**** Given data ****

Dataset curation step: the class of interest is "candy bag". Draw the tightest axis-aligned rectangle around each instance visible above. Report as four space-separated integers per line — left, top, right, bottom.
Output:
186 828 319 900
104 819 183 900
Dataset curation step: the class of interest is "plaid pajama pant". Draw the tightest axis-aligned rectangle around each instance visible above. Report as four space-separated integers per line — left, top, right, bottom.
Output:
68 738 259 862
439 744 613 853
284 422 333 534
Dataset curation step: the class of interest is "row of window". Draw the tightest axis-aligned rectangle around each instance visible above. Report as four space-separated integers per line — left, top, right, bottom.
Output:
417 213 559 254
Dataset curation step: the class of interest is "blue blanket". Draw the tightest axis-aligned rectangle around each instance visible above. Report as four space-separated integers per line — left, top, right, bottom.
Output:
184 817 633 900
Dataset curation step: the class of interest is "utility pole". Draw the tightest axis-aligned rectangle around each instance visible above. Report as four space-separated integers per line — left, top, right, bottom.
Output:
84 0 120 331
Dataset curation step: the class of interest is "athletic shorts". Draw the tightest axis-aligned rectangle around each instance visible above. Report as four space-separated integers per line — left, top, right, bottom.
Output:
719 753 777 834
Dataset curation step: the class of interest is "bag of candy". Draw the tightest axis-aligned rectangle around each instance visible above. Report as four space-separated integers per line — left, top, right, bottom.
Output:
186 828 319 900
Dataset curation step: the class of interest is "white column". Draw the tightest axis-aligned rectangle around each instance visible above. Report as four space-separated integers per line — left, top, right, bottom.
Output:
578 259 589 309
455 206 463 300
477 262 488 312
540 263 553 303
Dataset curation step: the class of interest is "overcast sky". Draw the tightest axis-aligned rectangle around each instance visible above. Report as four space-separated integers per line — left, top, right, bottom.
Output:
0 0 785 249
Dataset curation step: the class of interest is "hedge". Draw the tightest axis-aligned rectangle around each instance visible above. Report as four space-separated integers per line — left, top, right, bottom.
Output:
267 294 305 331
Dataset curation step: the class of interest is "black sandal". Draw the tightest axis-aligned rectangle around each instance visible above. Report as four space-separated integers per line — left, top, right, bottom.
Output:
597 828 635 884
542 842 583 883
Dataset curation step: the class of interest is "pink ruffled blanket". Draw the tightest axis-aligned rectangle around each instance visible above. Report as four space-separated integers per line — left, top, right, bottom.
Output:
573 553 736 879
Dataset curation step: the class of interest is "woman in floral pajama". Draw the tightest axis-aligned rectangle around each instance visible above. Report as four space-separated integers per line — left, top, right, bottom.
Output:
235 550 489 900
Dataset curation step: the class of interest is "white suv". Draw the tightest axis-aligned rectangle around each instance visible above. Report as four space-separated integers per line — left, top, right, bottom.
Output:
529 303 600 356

****

Please render every line of the items above as a JSON list of strings, one string per line, leaving out blank lines.

Result:
[
  "Dataset curation step: the class of interest is \"candy bag\". Draw the tightest axis-aligned rectangle around each instance visible above. Report as four space-separated integers per line — left, top, right, bottom.",
  "Output:",
  "186 828 319 900",
  "104 819 183 900",
  "Dataset curation step: the class of interest is \"plaid pajama pant\". Draw the tightest axis-aligned rectangle around each instance visible above. Report as four space-separated integers per line — left, top, right, bottom.",
  "Output:",
  "68 738 259 862",
  "439 744 613 853",
  "284 422 333 534",
  "Dataset curation step: the class of interest is \"row of window\". Draw the tightest axis-aligned rectangle around each instance visible above. Report as four space-separated integers per line — left, top, right, bottom.",
  "Output:",
  "417 213 559 254",
  "Dataset curation step: the class of interest is \"blue blanket\". Draw the tightest axis-aligned rectangle around each instance visible above. Report as four space-separated integers per line — left, top, right, bottom.",
  "Output:",
  "184 817 633 900",
  "Dataset curation step: the class of interest is \"utility pole\". Draw the tightest axis-aligned rectangle around each instance visible above. Report as four space-separated integers per line — left, top, right, bottom.",
  "Output:",
  "84 0 120 331",
  "Dataset curation step: the class of interest is \"athletic shorts\". Draw the tightest axis-aligned rectangle around each instance visible above. Report as four space-separated integers per line — left, top, right, bottom.",
  "Output:",
  "719 753 777 834",
  "Dataset curation step: the class of interest is \"bag of candy\". Draw the tightest axis-aligned rectangle around each instance visible above. Report as four space-separated integers per line — left, top, right, bottom.",
  "Output:",
  "186 828 319 900",
  "Dataset curation step: the class of interest is \"white column\". Draw the tightest axis-aligned rectangle around each instance visible above. Report as four space-separated integers per line — left, top, right, bottom.",
  "Output:",
  "578 259 589 309",
  "455 206 463 300",
  "477 262 488 312",
  "540 263 553 303",
  "Dataset curation step: the class of interest is \"overcast sky\". Draw the tightest axis-aligned rectangle around each instance visible above. Report as four space-separated integers per line — left, top, right, bottom.",
  "Output:",
  "0 0 785 249",
  "Dataset curation step: the class of interest is \"hedge\". Draw the tightest axis-aligned rectangle around each instance visible above. Report as four space-separated integers per line — left, top, right, bottom.",
  "Output:",
  "267 294 305 331",
  "Dataset curation step: the class of interest is \"black sandal\". Draw the tightest axis-aligned rectangle around each instance visible above. Report as four space-separated integers per line — left, top, right, bottom.",
  "Output:",
  "597 828 635 884",
  "542 842 583 883",
  "Dataset curation step: the class of interest is \"pink ruffled blanket\". Draw the tightest axis-aligned rectangle around each instance visible above. Report as four space-separated integers per line — left, top, right, bottom.",
  "Output:",
  "573 553 736 879",
  "Dataset curation step: the class of interest is \"woman in floral pajama\". Draw the tightest axis-aligned rectangle around each instance visible above. Report as four space-separated integers per line — left, top, right, bottom.",
  "Output:",
  "235 550 489 900",
  "Dataset curation step: the class of interest is \"white suv\". Draw the tightest axis-aligned rectangle around each instance visible above. Report as four space-separated integers per line — left, top, right, bottom.",
  "Output:",
  "529 303 600 356"
]